- [WORK REQUIRED] Working from the entries that follow, transcribe exactly and only the lines from the one with "A point falls on each instance of the nose" through the last, pictures excluded.

- [DATASET RECORDS]
------

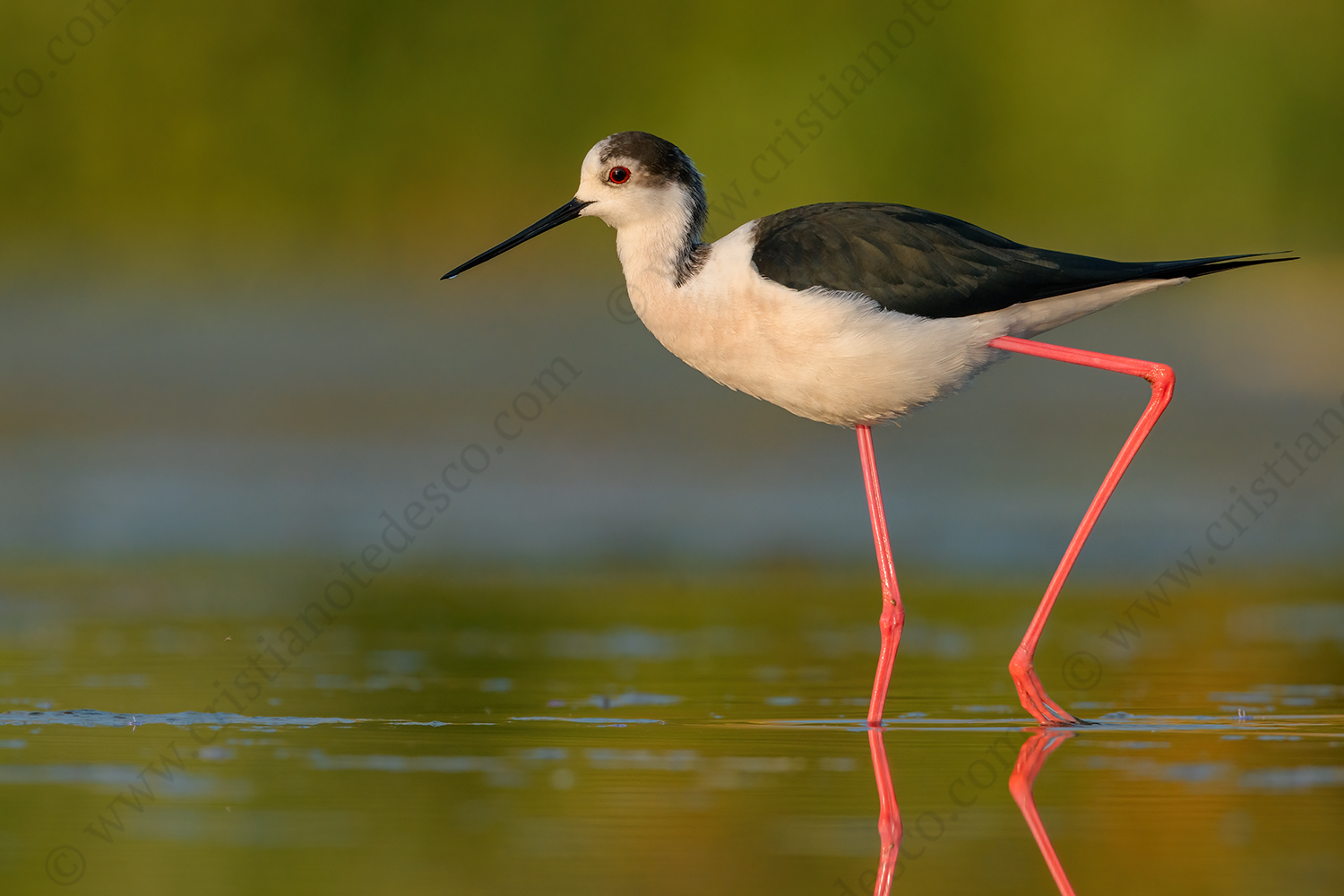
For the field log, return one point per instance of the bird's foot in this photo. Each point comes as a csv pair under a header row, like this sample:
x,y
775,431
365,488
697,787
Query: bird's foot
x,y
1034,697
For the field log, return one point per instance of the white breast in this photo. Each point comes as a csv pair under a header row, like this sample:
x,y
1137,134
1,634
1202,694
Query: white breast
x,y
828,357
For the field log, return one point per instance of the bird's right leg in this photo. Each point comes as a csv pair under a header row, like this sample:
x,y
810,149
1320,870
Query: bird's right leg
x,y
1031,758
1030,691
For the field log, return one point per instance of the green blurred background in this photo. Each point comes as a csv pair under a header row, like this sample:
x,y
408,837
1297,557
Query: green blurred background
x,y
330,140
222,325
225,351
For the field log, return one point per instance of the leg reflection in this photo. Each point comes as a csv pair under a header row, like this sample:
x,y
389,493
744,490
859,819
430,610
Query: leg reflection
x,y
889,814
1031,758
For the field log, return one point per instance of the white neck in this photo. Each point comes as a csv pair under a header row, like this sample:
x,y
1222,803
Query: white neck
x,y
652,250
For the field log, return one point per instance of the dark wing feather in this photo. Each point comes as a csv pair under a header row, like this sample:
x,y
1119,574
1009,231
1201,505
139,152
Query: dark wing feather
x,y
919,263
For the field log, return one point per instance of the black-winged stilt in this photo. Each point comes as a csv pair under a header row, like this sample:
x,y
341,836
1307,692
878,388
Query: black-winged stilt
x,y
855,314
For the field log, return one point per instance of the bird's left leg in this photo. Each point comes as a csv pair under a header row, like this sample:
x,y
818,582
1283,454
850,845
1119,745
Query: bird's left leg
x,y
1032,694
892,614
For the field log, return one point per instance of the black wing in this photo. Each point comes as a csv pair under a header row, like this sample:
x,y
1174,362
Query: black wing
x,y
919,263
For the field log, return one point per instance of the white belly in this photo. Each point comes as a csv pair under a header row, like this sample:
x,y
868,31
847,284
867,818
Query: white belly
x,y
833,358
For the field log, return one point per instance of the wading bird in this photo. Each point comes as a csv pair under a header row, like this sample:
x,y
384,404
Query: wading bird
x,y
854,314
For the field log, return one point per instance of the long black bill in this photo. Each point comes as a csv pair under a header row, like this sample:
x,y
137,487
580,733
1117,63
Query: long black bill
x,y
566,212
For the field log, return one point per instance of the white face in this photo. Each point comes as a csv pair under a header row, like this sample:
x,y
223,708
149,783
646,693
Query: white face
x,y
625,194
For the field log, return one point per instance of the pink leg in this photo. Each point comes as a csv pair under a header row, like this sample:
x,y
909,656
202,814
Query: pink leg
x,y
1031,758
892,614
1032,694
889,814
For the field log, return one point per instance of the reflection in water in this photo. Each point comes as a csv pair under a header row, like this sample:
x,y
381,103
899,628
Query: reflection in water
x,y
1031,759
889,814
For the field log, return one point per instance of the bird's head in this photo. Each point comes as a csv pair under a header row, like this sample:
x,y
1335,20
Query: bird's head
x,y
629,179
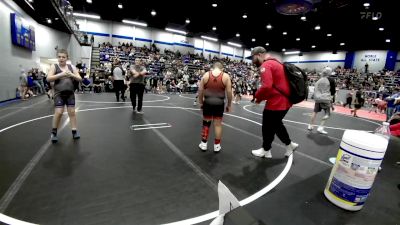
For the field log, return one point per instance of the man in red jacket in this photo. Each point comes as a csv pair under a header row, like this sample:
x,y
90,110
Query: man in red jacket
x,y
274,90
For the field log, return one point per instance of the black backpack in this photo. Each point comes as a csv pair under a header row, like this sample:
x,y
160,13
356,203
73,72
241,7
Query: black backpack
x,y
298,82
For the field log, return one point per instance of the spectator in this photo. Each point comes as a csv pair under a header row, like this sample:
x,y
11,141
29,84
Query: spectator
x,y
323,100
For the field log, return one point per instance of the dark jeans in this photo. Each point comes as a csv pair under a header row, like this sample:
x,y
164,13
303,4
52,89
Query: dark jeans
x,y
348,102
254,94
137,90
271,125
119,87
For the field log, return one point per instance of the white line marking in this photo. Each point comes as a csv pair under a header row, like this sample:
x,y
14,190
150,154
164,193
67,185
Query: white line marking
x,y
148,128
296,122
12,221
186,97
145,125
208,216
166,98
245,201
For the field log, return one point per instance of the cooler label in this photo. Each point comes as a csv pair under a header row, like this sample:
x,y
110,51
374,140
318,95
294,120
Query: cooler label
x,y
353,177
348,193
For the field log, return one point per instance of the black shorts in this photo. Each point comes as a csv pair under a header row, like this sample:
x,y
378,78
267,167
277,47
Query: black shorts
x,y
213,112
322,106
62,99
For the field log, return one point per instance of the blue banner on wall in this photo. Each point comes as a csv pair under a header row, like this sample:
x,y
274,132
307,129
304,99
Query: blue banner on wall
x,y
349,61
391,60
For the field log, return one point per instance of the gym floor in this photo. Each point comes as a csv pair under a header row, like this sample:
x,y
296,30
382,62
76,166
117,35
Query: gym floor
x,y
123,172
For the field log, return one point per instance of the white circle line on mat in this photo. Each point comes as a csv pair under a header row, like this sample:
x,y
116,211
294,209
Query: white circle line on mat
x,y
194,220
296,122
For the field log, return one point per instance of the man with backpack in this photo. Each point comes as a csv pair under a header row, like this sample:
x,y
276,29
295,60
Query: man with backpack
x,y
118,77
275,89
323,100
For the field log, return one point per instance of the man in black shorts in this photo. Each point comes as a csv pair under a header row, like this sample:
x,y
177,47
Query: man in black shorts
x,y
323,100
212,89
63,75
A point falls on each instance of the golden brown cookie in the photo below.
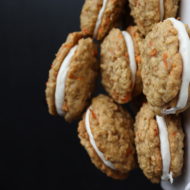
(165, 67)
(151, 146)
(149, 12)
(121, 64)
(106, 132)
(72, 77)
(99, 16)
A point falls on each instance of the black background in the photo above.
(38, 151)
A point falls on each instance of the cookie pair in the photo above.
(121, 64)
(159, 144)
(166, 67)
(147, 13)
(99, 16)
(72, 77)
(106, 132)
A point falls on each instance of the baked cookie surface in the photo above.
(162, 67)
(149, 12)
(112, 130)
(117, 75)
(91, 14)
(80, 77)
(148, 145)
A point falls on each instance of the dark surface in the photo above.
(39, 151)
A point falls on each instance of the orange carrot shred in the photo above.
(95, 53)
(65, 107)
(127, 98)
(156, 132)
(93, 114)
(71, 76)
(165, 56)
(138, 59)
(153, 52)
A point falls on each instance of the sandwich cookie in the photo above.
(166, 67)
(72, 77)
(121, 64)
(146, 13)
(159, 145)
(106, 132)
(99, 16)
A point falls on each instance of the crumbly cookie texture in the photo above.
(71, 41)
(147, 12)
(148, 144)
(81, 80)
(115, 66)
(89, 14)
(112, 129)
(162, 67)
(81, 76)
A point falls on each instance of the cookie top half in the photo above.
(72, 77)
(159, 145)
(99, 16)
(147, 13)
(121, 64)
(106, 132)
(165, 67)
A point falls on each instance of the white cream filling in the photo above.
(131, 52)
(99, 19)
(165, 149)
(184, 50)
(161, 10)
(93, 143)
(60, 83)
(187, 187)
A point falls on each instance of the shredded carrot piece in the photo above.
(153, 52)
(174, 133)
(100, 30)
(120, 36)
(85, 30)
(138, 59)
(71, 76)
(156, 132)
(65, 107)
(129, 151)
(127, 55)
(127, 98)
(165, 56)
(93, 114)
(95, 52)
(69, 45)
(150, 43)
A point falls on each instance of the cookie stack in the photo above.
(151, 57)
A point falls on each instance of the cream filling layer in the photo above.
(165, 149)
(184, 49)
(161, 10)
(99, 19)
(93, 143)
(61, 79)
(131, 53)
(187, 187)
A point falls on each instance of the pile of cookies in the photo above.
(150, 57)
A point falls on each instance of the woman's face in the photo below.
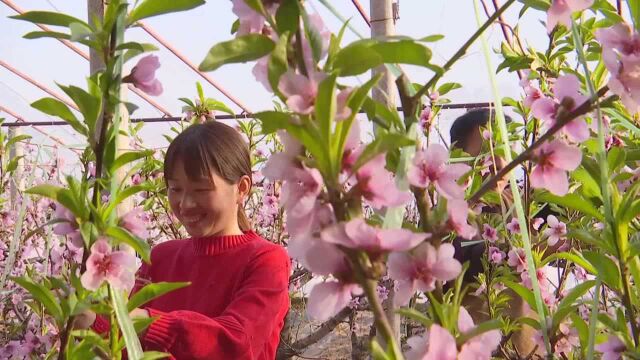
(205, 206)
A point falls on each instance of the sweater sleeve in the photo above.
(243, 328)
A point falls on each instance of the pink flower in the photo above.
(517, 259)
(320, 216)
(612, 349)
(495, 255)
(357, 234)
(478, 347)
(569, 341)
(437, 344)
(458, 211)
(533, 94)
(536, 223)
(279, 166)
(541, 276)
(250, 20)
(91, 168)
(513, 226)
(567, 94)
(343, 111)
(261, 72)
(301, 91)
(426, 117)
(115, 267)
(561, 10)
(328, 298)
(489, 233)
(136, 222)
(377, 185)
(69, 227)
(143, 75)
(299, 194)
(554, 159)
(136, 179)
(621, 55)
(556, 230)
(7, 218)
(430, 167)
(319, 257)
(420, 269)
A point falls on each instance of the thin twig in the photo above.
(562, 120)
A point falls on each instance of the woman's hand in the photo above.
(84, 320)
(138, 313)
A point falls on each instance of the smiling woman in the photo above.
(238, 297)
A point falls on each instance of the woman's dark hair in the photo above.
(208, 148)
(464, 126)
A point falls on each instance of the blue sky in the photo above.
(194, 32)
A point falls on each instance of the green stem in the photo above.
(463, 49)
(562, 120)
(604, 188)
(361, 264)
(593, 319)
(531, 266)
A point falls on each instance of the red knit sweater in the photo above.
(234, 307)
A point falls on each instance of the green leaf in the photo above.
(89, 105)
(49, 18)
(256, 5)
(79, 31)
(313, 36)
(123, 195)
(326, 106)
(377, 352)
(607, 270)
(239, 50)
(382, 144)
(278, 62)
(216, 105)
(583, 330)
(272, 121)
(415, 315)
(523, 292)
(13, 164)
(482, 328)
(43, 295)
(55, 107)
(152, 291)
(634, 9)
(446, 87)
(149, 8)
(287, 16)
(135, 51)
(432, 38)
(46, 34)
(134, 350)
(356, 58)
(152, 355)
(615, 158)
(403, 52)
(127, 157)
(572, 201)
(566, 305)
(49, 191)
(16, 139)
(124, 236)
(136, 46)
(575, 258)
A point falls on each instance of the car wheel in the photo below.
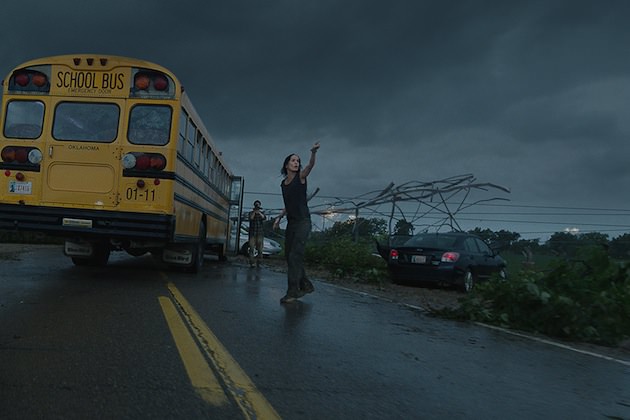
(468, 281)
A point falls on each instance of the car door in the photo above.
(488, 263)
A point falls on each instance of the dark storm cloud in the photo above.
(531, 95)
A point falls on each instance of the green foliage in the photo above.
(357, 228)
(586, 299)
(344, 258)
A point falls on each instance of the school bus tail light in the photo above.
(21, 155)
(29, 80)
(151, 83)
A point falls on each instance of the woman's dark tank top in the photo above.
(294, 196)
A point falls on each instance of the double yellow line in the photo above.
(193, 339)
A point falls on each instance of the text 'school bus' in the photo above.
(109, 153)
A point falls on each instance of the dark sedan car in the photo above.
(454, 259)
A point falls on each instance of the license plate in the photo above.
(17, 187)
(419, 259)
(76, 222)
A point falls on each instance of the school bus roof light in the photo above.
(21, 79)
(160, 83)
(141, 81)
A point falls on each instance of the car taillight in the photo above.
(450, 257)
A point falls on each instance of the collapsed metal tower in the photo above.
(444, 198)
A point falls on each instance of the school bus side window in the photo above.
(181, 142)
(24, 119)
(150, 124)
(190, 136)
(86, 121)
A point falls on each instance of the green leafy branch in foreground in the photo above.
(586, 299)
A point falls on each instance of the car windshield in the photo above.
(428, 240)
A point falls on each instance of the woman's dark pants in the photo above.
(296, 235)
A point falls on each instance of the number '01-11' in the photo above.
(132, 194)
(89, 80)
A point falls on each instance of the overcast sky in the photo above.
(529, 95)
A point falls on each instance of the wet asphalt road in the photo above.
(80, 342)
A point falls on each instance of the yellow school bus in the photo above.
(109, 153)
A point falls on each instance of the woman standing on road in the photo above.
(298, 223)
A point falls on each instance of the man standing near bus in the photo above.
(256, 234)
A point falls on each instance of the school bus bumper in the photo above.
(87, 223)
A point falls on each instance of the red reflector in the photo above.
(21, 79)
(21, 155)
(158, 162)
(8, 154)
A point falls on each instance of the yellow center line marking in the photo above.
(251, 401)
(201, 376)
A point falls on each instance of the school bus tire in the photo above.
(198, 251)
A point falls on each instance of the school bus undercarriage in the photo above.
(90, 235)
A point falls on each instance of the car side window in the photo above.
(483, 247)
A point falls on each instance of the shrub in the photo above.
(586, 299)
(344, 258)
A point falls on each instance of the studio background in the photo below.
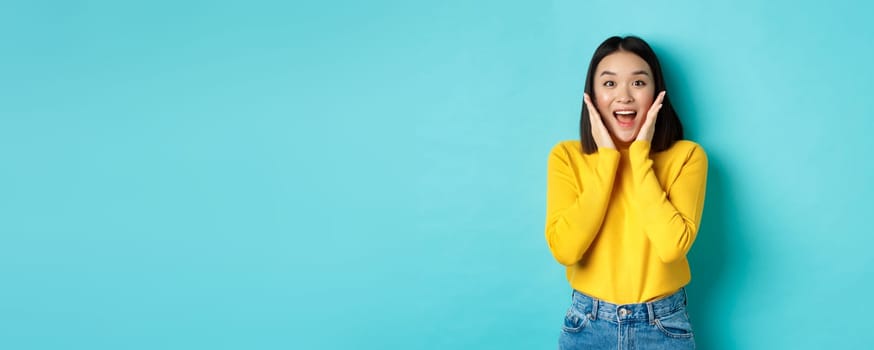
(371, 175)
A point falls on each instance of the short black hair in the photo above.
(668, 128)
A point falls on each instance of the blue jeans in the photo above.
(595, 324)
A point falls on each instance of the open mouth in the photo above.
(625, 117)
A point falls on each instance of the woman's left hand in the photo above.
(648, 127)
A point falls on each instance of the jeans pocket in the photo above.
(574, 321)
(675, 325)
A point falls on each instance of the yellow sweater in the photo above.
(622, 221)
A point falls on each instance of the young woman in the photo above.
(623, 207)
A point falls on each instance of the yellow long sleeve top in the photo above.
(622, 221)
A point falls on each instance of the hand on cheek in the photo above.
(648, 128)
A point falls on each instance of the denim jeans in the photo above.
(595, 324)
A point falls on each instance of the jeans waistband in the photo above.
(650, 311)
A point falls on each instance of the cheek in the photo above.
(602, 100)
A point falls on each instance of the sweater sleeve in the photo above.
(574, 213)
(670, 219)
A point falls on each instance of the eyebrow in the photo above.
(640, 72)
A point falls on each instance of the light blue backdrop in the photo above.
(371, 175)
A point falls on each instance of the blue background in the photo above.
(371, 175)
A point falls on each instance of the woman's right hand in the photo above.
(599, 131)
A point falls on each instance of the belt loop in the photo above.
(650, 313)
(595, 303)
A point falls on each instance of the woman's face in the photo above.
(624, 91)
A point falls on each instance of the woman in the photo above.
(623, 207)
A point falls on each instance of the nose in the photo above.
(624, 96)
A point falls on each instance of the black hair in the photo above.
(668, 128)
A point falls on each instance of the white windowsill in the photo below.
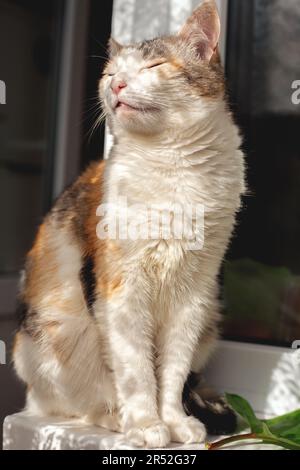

------

- [EXERCISE ANSWER]
A point falls on each instance of the nose in the photo above.
(624, 96)
A point falls on each instance of the black hair in the photo above.
(668, 128)
A point falls on each instance of the white windowsill in the photo below.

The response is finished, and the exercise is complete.